- Work task
Please print the stretch of the passage on the Senate health care bill from "The bill has" through "the tax penalty.)", word for word.

- Text for analysis
The “Nebraska compromise” is only the most blatant example of what Sen. Orrin Hatch has aptly called the Senate bill’s “grab bag of back-room Chicago-style buyoffs.” Slightly less generous but no less scandalous sweetheart deals have also been offered to Vermont, Massachusetts and Louisiana. Vermont and Massachusetts will get temporary increases in the portion of their Medicaid costs paid by the federal government. In Louisiana, once-waffling Democrat Mary Landrieu discovered a sudden appreciation for the health care legislation after her state was presented with a $100 million handout.
The bill has also proved a boon for assorted Democratic allies. AARP, the leading lobby for the elderly, would stand to benefit if Congress made good on its plans to cut payments for programs like Medicare Advantage, since that would drive up demand for the Medigap policies offered by the organization. Unions would also catch a tax break. Although the bill would impose a hefty 40 percent tax on high-cost “Cadillac” insurance plans, it would specifically exclude favored constituencies like the longshoreman’s union. (Policemen, firefighters, construction workers, coal miners, and some farmers and fishermen are already protected from the tax penalty.)
When not bribing their way to final passage, Senate Democrats have tried to achieve victory by legislative fiat. Leading the way is Harry Reid, who snuck the now-notorious “Section 3403” into an amendment to the Senate bill. The section, which refers to the power of the Independent Medicare Advisory Board, also established by the bill, to hold down Medicare costs, stipulates that
“it shall not be in order in the Senate or the House of Representatives to consider any bill, resolution, amendment or conference report that would repeal or otherwise change this subsection.”
In other words, the Democrats’ work is not to be undone. In fairness to Reid, the measure makes a certain amount of sense. To control the runway growth of Medicare, any advisory board would have to be immune from the political pressures of Congress. As a procedural matter, Section 3403 nevertheless represents a dangerous – and transparently undemocratic – breech of Senate Democrats’ authority.

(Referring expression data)
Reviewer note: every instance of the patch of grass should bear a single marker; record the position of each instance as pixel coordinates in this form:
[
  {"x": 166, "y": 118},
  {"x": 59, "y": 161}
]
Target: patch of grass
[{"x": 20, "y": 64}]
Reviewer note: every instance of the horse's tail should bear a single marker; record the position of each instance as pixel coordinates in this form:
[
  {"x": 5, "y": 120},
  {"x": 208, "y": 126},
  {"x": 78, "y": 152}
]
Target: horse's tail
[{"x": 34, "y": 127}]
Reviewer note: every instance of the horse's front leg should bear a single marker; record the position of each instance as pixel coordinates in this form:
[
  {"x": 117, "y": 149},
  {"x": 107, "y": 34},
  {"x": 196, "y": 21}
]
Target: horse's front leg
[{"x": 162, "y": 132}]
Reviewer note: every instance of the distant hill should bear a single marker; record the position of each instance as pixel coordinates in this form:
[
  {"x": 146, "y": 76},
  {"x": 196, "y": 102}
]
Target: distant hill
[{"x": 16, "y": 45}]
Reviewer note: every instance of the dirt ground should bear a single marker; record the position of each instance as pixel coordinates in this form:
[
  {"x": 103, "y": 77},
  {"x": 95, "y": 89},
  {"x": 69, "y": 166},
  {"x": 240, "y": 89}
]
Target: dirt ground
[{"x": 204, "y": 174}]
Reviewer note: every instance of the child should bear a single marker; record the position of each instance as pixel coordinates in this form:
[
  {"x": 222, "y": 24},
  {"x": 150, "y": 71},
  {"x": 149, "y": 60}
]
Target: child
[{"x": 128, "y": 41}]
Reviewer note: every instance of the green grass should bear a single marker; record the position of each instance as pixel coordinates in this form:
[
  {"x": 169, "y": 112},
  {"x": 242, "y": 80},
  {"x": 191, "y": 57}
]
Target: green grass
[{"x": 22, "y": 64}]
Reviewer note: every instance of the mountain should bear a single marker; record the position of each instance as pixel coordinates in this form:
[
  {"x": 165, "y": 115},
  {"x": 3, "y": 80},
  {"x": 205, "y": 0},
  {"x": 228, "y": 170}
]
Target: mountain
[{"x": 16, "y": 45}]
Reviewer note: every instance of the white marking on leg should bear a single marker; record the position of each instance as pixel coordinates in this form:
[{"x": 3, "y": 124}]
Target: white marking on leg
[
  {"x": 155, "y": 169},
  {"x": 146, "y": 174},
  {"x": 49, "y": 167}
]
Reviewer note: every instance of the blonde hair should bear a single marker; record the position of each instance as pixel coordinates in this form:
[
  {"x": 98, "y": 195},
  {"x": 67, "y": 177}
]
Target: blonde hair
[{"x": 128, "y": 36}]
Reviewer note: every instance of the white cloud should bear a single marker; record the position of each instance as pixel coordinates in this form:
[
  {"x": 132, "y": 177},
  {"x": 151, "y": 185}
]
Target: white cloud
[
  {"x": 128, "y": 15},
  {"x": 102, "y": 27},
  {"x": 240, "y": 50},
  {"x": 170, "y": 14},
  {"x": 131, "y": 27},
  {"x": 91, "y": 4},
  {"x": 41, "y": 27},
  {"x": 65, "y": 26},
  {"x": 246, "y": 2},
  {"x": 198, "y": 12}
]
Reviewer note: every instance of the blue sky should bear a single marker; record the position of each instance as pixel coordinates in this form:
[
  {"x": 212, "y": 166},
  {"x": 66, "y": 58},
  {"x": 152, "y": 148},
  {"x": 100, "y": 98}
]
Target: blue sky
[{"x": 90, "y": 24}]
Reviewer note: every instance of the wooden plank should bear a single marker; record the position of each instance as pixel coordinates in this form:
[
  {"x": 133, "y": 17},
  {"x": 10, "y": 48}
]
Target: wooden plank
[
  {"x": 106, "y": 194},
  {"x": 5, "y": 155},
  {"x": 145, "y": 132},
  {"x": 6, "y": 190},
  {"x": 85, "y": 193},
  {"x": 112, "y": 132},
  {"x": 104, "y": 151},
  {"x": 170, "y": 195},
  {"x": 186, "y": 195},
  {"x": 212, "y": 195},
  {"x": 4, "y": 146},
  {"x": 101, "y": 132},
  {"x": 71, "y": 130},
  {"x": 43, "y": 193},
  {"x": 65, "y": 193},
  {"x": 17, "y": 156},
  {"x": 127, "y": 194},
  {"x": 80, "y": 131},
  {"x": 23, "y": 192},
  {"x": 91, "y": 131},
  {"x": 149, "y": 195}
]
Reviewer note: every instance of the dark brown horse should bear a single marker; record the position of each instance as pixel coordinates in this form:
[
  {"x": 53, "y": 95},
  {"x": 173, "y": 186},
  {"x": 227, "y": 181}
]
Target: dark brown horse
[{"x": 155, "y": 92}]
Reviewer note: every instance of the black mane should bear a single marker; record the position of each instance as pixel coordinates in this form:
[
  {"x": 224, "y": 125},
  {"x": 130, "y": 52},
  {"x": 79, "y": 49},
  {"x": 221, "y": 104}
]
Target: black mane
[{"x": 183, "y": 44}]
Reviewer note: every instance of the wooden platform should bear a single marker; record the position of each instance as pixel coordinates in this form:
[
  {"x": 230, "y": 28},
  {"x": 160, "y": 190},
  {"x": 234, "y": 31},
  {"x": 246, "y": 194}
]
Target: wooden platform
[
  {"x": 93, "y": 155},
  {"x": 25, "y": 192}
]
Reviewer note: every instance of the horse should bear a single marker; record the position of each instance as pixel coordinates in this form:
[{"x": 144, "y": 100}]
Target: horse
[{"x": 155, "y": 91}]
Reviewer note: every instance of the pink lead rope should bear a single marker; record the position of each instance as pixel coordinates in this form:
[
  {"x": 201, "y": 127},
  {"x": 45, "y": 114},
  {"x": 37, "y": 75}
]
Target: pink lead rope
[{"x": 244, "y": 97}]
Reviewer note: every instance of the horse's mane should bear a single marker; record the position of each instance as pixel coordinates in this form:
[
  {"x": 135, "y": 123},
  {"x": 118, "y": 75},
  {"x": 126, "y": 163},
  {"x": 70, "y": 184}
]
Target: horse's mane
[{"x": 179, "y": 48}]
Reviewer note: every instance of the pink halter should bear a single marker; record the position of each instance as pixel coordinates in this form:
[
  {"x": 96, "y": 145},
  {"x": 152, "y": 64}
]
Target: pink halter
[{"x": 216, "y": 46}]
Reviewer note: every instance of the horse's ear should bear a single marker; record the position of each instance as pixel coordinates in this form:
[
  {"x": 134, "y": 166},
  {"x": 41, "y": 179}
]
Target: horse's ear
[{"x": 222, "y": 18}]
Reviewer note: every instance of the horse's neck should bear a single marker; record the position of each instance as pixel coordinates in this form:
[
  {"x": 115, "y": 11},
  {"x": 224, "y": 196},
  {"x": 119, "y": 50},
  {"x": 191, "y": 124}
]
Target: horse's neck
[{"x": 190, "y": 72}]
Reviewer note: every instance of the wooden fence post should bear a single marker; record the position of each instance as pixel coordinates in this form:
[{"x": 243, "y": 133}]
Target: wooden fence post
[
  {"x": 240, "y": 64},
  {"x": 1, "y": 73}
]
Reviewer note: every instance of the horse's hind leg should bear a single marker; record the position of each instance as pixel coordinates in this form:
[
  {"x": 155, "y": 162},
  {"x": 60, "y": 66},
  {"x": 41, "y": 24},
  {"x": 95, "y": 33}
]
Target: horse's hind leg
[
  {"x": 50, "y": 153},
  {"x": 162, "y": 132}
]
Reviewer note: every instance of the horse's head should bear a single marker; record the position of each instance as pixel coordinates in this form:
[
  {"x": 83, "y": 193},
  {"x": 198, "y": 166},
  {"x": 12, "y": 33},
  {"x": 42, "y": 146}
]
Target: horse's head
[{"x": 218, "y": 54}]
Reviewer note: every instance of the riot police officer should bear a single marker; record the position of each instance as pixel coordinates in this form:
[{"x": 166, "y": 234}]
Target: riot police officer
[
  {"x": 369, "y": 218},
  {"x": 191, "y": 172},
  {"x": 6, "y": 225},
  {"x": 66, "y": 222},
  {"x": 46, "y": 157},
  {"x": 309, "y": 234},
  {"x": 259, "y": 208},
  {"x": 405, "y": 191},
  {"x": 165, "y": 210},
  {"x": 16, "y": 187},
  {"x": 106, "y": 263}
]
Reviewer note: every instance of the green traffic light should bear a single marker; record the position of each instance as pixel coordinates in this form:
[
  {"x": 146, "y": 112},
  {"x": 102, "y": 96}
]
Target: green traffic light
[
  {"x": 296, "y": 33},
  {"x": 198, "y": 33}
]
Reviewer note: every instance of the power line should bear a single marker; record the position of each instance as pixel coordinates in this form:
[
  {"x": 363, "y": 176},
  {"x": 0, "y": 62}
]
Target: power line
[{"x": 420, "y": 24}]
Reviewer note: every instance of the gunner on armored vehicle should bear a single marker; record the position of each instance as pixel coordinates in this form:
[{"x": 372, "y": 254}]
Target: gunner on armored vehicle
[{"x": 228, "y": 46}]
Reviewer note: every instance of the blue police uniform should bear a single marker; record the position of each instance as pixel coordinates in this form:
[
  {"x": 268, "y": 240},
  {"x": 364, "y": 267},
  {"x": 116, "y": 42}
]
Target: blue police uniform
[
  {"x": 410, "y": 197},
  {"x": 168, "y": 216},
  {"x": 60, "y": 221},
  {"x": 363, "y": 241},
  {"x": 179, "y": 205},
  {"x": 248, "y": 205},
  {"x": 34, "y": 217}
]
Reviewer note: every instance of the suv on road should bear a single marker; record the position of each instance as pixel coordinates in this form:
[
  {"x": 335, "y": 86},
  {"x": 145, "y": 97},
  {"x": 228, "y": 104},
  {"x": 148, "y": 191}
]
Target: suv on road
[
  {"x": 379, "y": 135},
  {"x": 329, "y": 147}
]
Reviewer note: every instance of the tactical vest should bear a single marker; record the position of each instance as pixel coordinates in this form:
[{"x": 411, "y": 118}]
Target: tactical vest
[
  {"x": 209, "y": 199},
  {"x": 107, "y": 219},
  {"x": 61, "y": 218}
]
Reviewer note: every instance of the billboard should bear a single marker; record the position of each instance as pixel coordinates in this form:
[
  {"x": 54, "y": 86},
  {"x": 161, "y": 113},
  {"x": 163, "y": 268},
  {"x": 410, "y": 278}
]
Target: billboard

- Final answer
The bill has also proved a boon for assorted Democratic allies. AARP, the leading lobby for the elderly, would stand to benefit if Congress made good on its plans to cut payments for programs like Medicare Advantage, since that would drive up demand for the Medigap policies offered by the organization. Unions would also catch a tax break. Although the bill would impose a hefty 40 percent tax on high-cost “Cadillac” insurance plans, it would specifically exclude favored constituencies like the longshoreman’s union. (Policemen, firefighters, construction workers, coal miners, and some farmers and fishermen are already protected from the tax penalty.)